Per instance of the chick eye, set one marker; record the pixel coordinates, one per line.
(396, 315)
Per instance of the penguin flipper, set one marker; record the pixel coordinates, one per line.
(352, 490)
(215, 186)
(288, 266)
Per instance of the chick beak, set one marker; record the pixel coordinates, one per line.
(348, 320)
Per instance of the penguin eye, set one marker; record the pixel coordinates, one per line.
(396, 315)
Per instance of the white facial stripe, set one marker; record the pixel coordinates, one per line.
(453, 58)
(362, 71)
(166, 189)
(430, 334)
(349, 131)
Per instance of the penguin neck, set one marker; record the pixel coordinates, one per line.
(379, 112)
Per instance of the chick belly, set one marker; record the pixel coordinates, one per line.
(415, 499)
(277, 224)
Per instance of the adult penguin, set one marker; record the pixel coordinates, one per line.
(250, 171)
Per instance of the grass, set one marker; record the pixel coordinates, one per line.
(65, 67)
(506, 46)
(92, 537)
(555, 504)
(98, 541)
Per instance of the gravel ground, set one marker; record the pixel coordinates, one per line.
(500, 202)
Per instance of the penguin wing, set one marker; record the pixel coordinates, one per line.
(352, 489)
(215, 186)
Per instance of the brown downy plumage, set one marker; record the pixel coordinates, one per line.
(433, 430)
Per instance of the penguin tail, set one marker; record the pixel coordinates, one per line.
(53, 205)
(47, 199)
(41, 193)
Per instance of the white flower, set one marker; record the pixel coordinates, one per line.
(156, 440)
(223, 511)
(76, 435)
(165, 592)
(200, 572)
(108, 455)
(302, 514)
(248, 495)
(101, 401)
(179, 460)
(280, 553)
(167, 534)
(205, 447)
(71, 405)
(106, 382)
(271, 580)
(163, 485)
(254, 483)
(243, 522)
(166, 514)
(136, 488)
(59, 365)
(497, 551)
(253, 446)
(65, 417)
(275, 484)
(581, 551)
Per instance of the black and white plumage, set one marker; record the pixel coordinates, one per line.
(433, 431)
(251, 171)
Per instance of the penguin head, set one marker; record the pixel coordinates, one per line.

## Work required
Set down every record above exactly as given.

## Output for this task
Per instance of the chick eye, set one marker; record the pixel coordinates, one per line.
(396, 315)
Per instance of the penguin flipper, set one marker; record the pixel coordinates, one per line.
(352, 490)
(215, 186)
(288, 266)
Per instance of the chick beak, set one marker; record the pixel coordinates, one per line.
(348, 320)
Per instance of the penguin eye, set one marker; record the pixel coordinates, one per line.
(396, 315)
Per instance of the white facial stripe, set one marker; record the pixel coordinates, one per line.
(453, 58)
(362, 71)
(166, 189)
(430, 334)
(349, 131)
Per instance of the penguin neck, set one marker; record the pixel coordinates, one per line.
(379, 112)
Per instance of the chick belly, set one marker; record the pixel coordinates, one per line.
(415, 499)
(277, 224)
Per instance of the adult penguin, set one marker; record the pixel coordinates, one per line.
(250, 171)
Per instance of the grass, set one marker; record the pixel coordinates, one per line.
(65, 67)
(506, 46)
(92, 537)
(555, 504)
(98, 541)
Per instance of the gravel ground, set one marker; record the pixel coordinates, one per line.
(500, 202)
Per instance of the penguin wing, set one marker; record the pixel coordinates, one per line.
(352, 489)
(215, 186)
Per instance of the brown downy plumage, set one marker; record the pixel coordinates, one per line.
(433, 430)
Per instance of the penguin tail, set one marker; record the pixel coordinates, one per line.
(53, 205)
(47, 199)
(41, 193)
Per instance of the white flower, set one marker; record the pixel coordinates, one per line.
(156, 440)
(223, 511)
(76, 435)
(165, 592)
(200, 572)
(108, 455)
(302, 514)
(248, 495)
(101, 401)
(179, 460)
(280, 553)
(167, 534)
(205, 447)
(71, 405)
(106, 382)
(271, 580)
(163, 485)
(254, 483)
(243, 522)
(166, 514)
(136, 488)
(59, 365)
(497, 551)
(253, 446)
(65, 417)
(275, 484)
(581, 551)
Per instance of the black and white plumage, set one marker; record the pixel coordinates, one per line.
(433, 431)
(251, 171)
Per instance of the penguin head, set one marker; record the pixel coordinates, one per line.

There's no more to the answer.